§ **WHAT IS NEEDED**:
Copy every line of the records below word for word, leaving out the pictures.

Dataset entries
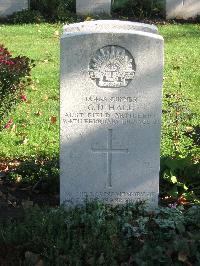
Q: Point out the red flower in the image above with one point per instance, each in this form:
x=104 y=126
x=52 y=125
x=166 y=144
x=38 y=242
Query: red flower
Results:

§ **EXERCISE SOLUTION**:
Q: Point out the red flower in the image above with one point per instance, each in this form:
x=104 y=126
x=52 y=125
x=166 y=144
x=38 y=242
Query: red flower
Results:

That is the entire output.